| WHAT THE TASK REQUIRES |
Reproduce every one of the following items verbatim, line by line, with no changes of any kind.

| SUPPLIED DATA |
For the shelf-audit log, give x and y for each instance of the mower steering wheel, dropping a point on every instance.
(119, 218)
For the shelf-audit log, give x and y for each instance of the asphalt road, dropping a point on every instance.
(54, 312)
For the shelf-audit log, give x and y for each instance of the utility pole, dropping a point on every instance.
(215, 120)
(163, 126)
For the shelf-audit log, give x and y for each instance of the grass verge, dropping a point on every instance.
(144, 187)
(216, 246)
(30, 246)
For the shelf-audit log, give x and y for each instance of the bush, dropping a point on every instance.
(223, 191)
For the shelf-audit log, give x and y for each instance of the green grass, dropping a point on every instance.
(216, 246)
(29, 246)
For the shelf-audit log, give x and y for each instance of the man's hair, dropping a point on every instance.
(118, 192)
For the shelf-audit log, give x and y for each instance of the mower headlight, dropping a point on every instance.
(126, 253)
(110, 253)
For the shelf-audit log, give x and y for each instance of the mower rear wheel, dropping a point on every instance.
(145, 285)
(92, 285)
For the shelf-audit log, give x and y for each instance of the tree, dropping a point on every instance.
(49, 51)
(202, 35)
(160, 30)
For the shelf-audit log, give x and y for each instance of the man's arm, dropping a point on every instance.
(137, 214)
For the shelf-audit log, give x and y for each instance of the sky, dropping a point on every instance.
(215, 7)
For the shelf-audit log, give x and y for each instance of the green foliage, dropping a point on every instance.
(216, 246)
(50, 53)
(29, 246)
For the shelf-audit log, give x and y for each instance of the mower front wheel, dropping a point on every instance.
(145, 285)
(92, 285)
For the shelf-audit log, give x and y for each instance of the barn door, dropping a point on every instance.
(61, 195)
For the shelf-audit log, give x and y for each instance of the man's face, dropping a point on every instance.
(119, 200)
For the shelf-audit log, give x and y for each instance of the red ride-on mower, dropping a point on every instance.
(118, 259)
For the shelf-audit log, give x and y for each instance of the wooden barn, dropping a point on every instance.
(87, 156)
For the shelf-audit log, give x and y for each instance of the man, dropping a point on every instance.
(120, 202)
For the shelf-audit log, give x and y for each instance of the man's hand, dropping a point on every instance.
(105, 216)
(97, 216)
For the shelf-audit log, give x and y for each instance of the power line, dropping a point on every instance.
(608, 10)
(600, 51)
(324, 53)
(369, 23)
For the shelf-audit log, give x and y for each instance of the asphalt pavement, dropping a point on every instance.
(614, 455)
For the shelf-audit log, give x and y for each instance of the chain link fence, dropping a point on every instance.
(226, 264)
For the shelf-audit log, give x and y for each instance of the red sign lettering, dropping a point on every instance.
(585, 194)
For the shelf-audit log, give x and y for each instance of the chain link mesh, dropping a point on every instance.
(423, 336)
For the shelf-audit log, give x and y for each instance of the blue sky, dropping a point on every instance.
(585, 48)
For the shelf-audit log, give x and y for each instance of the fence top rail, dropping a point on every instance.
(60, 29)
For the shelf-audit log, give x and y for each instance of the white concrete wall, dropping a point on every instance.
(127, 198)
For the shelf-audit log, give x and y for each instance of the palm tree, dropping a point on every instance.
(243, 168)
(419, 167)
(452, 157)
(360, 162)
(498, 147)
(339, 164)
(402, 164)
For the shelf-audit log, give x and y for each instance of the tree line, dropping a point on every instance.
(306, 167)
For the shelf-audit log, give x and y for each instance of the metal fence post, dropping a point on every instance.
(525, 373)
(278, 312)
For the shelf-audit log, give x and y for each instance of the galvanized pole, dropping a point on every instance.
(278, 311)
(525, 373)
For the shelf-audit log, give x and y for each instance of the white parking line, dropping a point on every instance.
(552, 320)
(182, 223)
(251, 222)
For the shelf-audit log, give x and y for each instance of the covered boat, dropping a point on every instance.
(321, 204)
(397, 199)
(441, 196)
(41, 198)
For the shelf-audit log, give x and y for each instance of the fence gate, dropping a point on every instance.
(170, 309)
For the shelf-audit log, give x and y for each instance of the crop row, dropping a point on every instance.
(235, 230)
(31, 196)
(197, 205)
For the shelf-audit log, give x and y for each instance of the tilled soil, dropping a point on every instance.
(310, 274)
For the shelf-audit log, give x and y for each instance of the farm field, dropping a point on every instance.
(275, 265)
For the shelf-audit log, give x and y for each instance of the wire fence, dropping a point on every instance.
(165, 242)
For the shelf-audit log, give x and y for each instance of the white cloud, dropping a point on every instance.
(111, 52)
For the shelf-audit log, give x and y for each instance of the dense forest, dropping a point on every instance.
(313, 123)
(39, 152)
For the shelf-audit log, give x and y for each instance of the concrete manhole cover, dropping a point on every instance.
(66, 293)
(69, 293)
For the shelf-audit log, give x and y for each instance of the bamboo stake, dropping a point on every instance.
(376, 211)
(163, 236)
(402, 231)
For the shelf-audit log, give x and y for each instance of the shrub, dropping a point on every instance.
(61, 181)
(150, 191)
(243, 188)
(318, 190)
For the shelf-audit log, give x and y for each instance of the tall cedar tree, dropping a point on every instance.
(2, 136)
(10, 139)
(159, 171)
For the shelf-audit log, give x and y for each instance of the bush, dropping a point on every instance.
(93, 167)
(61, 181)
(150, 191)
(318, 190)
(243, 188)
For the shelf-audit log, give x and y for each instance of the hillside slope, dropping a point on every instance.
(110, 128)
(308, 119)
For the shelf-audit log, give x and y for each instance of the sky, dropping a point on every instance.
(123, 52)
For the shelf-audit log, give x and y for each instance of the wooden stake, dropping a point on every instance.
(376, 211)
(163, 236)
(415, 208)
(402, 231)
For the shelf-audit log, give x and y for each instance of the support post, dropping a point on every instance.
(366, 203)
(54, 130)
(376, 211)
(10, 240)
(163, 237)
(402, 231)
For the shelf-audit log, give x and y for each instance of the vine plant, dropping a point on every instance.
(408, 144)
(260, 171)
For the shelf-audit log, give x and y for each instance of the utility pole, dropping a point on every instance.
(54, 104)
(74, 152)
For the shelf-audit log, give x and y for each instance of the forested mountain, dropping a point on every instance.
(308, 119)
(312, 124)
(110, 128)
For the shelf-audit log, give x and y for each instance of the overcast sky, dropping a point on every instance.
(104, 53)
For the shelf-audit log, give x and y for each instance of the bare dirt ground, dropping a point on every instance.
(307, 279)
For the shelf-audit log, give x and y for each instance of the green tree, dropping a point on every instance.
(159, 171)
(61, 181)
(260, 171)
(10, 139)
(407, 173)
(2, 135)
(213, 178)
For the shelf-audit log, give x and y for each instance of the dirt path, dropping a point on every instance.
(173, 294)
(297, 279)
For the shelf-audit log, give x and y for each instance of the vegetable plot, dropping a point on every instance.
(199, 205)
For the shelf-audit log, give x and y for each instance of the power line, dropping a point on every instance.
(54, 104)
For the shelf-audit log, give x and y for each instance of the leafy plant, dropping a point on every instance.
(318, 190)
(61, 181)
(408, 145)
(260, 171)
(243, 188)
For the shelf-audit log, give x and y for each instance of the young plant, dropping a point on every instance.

| RESPONSE TO THIS TASK |
For the shelf-audit log, give x and y for each instance of the mower steering wheel, dropping a point on every instance.
(119, 218)
For the shelf-audit log, give x and y for each instance of the asphalt road, dropping a point on every instance.
(54, 312)
For the shelf-audit log, give x and y for each instance of the utility pole, dropping a point on every instance.
(215, 120)
(163, 126)
For the shelf-audit log, give x and y for each instance of the grass verge, dropping a point on every instance.
(144, 187)
(216, 246)
(30, 246)
For the shelf-audit log, give x and y for each instance of the bush, dropping a point on every instance.
(223, 191)
For the shelf-audit log, give x and y for each instance of the green grass, dropping a point on every instance.
(216, 246)
(29, 246)
For the shelf-audit log, give x and y for each instance of the man's hair, dropping a point on every instance.
(118, 192)
For the shelf-audit log, give x and y for each instance of the mower headlight, dropping a point on every instance.
(126, 253)
(110, 253)
For the shelf-audit log, give x and y for each instance of the mower rear wheel, dropping a point on every instance.
(145, 285)
(92, 285)
For the shelf-audit log, give x and y for each instance of the tree, dropping a point on every instance.
(49, 51)
(202, 35)
(160, 30)
For the shelf-audit log, give x and y for each instance of the man's arm, dropping a point on every instance.
(137, 214)
For the shelf-audit log, give x and y for each instance of the sky, dropping a point on every instance.
(215, 7)
For the shelf-audit log, give x and y for each instance of the green foliage, dropping a point on every instance.
(216, 246)
(50, 53)
(29, 246)
For the shelf-audit log, give x and y for each instance of the mower front wheel, dropping a point on every instance.
(145, 285)
(92, 285)
For the shelf-audit log, give x and y for each instance of the barn door, dropping a point on every instance.
(61, 195)
For the shelf-audit log, give x and y for each instance of the man's face, dropping a point on every instance.
(119, 200)
For the shelf-audit log, give x and y for each instance of the red ride-on mower, dropping a point on every instance.
(118, 259)
For the shelf-audit log, give x and y for each instance of the wooden barn, dropping a point on every instance.
(87, 156)
For the shelf-audit log, give x and y for each instance of the man, dropping a point on every instance.
(120, 202)
For the shelf-audit log, give x and y for each instance of the man's hand, dropping a point on every instance.
(105, 216)
(97, 216)
For the shelf-audit log, give x and y for each instance of the power line, dropping a point on every instance.
(608, 10)
(600, 51)
(324, 53)
(369, 23)
For the shelf-audit log, give x and y for each instance of the asphalt pavement, dropping a point on every instance.
(614, 455)
For the shelf-audit log, give x and y for each instance of the chain link fence, dropping a point on every instance.
(226, 264)
For the shelf-audit log, give x and y for each instance of the red sign lettering, dropping a point on every instance.
(585, 194)
For the shelf-audit log, give x and y for each instance of the chain link mesh, dropping a point on every instance.
(423, 336)
For the shelf-audit log, give x and y for each instance of the blue sky, dropping a point on every instance.
(585, 48)
For the shelf-audit log, give x and y for each instance of the fence top rail, dropping a point on every instance.
(60, 29)
For the shelf-audit log, give x and y for each instance of the white concrete wall, dropping a point on every instance.
(127, 198)
For the shelf-audit log, give x and y for each instance of the palm tree, dropping a point on every instance.
(243, 168)
(419, 167)
(452, 157)
(360, 162)
(498, 147)
(339, 164)
(402, 164)
For the shelf-audit log, give x and y for each instance of the tree line, dropping a point on every instance.
(306, 167)
For the shelf-audit log, give x and y for each instance of the metal fence post, dropping a point on every instance.
(525, 373)
(278, 312)
For the shelf-audit log, give x and y for each instance of the galvanized pole, dropping a point on every instance.
(278, 311)
(525, 373)
For the shelf-audit log, give x and y for each instance of the white parking line, dropping a point on every instance.
(552, 320)
(182, 223)
(251, 222)
For the shelf-audit log, give x and y for each instance of the covered boat, dropping a point on every instance.
(321, 204)
(397, 199)
(441, 196)
(41, 198)
For the shelf-audit log, give x and y for each instance of the fence gate, dropping a point on every instance.
(170, 309)
For the shelf-audit log, give x and y for each instance of the crop row, dropping a point on every instance.
(235, 230)
(31, 196)
(197, 205)
For the shelf-audit log, give x and y for each instance of the tilled soil, dropping a point on every instance.
(310, 274)
For the shelf-audit log, give x and y for each instance of the farm field, dropping a point on every instance.
(275, 265)
For the shelf-audit log, give x and y for each instance of the wire fence, dropping a point on every instance.
(165, 242)
For the shelf-audit log, give x and y for each instance of the white cloud, dropping a point on every instance.
(111, 52)
For the shelf-audit log, give x and y for each instance of the dense forest, dropping a point on every instance.
(313, 123)
(39, 152)
For the shelf-audit log, give x and y for each instance of the concrete manhole cover, dropping a point on every instance.
(66, 293)
(69, 293)
For the shelf-audit log, give x and y for each instance of the bamboo stake, dropping a point on every instance.
(376, 211)
(163, 236)
(402, 231)
For the shelf-audit log, give x and y for each instance of the shrub, dropping a point on every instance.
(61, 181)
(150, 191)
(243, 188)
(318, 190)
For the shelf-audit log, give x and y for each instance of the tall cedar tree, dropping a point on every instance.
(2, 136)
(10, 139)
(159, 171)
For the shelf-audit log, give x and y for each instance of the bush, dropping a point on every instance.
(93, 167)
(61, 181)
(150, 191)
(318, 190)
(243, 188)
For the shelf-audit log, give x and y for each instance of the hillside slope, dropping a point on every instance.
(110, 128)
(308, 119)
For the shelf-audit log, give x and y for each instance of the sky, dropping a point on every instance.
(123, 52)
For the shelf-audit log, give x and y for each instance of the wooden stake, dropping a point on every instance.
(376, 211)
(163, 236)
(415, 208)
(402, 231)
For the shelf-audit log, give x and y for each instance of the support post, dropping a point on every instance.
(366, 203)
(54, 130)
(376, 211)
(10, 240)
(163, 237)
(402, 231)
For the shelf-audit log, give x and y for each instance of the vine plant, dropping a point on every instance.
(408, 144)
(260, 171)
For the shelf-audit log, give x and y for each instance of the utility pole, dropping a point on every instance.
(54, 104)
(74, 152)
For the shelf-audit log, give x and y for each instance of the forested mountain, dropping a point on every instance.
(308, 119)
(312, 124)
(110, 128)
For the shelf-audit log, give x and y for each instance of the overcast sky, dropping a point on every instance.
(104, 53)
For the shelf-audit log, give x and y for each instance of the bare dirt ground, dropping a point on every instance.
(307, 279)
For the shelf-audit log, give x and y for each instance of the green tree, dropping a point on every instance.
(159, 171)
(61, 181)
(260, 171)
(10, 139)
(407, 173)
(2, 135)
(213, 178)
For the shelf-audit log, give x and y for each instance of the dirt path, dropping a point on every instance.
(173, 294)
(297, 279)
For the shelf-audit log, give x and y for each instance of the vegetable plot, dropping a point on every instance.
(199, 205)
For the shelf-audit log, give x and y for each instance of the power line, dropping a point on every instance.
(54, 104)
For the shelf-audit log, give x and y for each instance of the leafy plant, dropping a point on every instance.
(318, 190)
(61, 181)
(408, 145)
(260, 171)
(243, 188)
For the shelf-audit log, give x and y for each instance of the young plant, dropping a point on every instance.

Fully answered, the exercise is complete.